▶ [To do]:
1. In the Eddie Heywood biography, at what age did his father begin training him?
2. Write the next part of the Eddie Heywood biography, picking up after its final sentence.

▶ [Page excerpt]:

◇ ◇ ◇ ◇ ◇ ◇ ◇

Background information
- Birth name: Edward Heywood Jr.
- Born: December 4, 1915 Atlanta, Georgia, U.S.
- Died: January 3, 1989 (aged 73) Miami Beach, Florida, U.S.
- Genres: Jazz, swing, Dixieland
- Occupation: Musician
- Instrument: Piano
- Years active: 1940s–1980s

= Eddie Heywood =

American jazz pianist and composer (1915–1989)

Edward Heywood Jr. (December 4, 1915 – January 3, 1989) was an American jazz pianist and composer particularly active in the 1940s and 1950s.

==Biography==
Heywood was born in Atlanta, Georgia, United States. His father, Eddie Heywood Sr., was also a jazz musician from the 1920s and provided him with training from the age of 12 as an accompanist playing in the pit band in a vaudeville theater in Atlanta, occasionally accompanying singers such as Bessie Smith and Ethel Waters. Heywood moved, first to New Orleans and then to Kansas City, when vaudeville began to be replaced by sound pictures. Heywood played with jazz musicians such as Wayman Carver in 1932, Clarence Love from 1934 to 1937 and Benny Carter, who heard him in Kansas City playing with Clarence Love, from 1939 to 1940 after moving to New York City in 1938.

◇ ◇ ◇ ◇ ◇ ◇ ◇

▶ [Data provided]:
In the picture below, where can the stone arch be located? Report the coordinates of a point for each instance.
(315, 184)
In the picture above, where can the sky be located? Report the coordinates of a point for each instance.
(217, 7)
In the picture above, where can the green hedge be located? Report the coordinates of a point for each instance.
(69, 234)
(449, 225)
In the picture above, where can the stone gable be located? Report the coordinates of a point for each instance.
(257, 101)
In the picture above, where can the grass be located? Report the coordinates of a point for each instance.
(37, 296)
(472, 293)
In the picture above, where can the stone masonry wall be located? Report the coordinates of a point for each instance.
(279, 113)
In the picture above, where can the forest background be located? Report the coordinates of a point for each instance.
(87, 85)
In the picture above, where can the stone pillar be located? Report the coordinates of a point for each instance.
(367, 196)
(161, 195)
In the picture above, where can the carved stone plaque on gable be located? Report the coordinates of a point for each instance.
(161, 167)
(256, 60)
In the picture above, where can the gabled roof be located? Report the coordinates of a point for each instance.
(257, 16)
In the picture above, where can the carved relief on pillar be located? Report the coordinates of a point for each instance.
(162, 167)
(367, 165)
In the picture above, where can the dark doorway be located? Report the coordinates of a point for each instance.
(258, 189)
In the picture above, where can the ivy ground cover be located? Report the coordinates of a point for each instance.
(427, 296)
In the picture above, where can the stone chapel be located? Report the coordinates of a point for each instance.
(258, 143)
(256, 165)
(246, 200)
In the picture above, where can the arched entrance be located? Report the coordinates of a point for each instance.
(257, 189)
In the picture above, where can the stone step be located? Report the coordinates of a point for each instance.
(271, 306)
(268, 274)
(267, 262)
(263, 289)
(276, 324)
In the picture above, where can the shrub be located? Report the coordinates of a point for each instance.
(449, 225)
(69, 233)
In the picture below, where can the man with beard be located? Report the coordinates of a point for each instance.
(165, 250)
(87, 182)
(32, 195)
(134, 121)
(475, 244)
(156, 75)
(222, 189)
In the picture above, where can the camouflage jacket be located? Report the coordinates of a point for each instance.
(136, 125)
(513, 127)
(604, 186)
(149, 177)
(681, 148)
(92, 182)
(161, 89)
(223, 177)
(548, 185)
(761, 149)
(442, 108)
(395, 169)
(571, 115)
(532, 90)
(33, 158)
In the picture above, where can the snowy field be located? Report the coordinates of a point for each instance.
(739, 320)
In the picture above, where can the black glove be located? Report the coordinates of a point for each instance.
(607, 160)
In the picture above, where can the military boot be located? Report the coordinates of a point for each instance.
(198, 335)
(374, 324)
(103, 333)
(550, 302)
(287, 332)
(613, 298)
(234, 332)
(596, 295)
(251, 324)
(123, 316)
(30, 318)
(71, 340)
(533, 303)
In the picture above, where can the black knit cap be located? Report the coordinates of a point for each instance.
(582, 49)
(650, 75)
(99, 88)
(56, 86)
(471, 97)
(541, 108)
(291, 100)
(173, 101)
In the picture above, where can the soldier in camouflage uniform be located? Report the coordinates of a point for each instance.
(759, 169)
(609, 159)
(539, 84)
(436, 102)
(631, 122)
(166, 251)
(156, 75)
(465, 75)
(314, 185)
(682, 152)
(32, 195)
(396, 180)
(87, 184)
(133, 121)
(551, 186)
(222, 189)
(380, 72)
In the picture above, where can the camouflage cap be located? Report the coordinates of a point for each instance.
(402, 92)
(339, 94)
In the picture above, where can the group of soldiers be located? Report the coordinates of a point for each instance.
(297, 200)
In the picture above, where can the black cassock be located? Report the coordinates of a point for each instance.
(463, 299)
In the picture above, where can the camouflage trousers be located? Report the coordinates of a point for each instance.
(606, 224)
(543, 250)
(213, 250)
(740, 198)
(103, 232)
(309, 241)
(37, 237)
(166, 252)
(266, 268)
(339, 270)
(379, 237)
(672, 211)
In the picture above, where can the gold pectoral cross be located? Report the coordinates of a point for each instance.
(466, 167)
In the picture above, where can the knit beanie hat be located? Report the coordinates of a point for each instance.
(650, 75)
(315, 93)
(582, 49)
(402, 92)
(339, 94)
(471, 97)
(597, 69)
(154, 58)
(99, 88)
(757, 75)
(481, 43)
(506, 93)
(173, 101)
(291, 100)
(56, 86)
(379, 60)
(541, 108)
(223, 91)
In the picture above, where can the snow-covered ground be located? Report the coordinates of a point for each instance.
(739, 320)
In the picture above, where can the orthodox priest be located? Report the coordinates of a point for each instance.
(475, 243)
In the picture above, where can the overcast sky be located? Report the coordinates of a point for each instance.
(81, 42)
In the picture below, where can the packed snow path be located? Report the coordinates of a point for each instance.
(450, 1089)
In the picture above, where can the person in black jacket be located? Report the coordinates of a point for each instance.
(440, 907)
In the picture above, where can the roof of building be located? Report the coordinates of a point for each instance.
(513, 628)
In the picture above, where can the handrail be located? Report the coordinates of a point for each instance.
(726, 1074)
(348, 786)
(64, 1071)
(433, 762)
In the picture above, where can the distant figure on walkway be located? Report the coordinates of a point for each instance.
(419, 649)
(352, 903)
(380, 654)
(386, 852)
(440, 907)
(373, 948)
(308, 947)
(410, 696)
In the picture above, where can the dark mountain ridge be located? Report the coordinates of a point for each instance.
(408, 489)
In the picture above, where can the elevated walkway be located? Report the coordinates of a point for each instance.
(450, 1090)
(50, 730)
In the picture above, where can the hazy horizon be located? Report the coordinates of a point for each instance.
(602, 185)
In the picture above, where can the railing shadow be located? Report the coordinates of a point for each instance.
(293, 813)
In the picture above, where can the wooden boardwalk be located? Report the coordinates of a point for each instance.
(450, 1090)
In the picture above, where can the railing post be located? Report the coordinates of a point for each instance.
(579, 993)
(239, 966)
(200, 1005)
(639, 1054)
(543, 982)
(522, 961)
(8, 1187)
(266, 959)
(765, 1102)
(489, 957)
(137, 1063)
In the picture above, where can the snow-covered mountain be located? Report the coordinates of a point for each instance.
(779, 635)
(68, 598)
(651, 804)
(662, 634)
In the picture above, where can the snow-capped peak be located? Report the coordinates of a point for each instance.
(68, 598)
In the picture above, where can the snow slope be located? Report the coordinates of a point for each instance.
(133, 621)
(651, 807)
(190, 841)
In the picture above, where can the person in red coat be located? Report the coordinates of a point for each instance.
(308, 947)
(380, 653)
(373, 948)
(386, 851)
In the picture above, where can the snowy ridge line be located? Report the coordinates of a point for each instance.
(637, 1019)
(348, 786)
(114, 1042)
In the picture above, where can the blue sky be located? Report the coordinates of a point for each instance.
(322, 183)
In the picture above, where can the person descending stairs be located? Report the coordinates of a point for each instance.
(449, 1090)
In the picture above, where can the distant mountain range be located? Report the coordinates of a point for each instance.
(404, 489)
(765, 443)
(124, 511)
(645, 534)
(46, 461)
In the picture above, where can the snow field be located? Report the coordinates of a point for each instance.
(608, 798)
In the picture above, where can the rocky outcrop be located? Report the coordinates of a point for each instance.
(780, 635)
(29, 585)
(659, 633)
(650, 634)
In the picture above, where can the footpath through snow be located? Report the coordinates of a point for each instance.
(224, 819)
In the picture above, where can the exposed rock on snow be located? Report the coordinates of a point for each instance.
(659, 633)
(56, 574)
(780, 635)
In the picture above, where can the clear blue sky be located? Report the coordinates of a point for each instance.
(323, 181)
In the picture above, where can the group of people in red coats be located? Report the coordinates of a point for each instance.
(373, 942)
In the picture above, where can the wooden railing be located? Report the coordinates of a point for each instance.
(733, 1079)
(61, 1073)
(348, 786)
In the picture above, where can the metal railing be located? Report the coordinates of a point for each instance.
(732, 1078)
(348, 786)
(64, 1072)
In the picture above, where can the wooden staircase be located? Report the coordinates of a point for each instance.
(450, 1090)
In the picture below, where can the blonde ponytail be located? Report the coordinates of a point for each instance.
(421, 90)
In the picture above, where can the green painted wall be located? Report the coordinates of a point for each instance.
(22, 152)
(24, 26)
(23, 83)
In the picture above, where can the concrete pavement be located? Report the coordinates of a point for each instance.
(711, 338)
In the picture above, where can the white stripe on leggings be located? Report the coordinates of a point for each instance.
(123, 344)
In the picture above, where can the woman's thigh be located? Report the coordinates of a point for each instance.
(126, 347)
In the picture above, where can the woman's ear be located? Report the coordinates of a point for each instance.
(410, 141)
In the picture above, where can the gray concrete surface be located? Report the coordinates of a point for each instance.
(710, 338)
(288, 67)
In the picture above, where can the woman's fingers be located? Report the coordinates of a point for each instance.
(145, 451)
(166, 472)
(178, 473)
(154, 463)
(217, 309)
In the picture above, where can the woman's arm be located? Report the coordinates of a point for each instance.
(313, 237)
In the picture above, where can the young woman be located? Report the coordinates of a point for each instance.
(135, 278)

◇ ◇ ◇ ◇ ◇ ◇ ◇

▶ [Answers for this exercise]:
1. At the age of 12.

2.
After starting his band, Heywood would occasionally provide accompaniment for Billie Holiday in 1941. In 1943, Heywood took several solos on a Coleman Hawkins quartet date (including "The Man I Love") and put together a sextet, including Doc Cheatham (tpt), Vic Dickenson (tb), Lem Davis (as), Al Lucas (b), and Jack Parker (d). After their version of "Begin the Beguine" became a hit in 1944, the group had three successful years. "Begin the Beguine" sold over one million copies, and was awarded a gold disc by the RIAA.

In 1947, Heywood was stricken with a partial paralysis of his hands and was unable to perform. However, he made a comeback in 1951. In the 1950s, Heywood composed and recorded "Land of Dreams" and "Soft Summer Breeze" (1956) (which peaked at number 11 on the Billboard chart). His 1956 recording of his composition "Canadian Sunset", with Hugo Winterhalter and His Orchestra for RCA Victor, peaked at number 2. After a second partial paralysis from 1966 to 1969, Heywood made another comeback and continued his career into the 1980s.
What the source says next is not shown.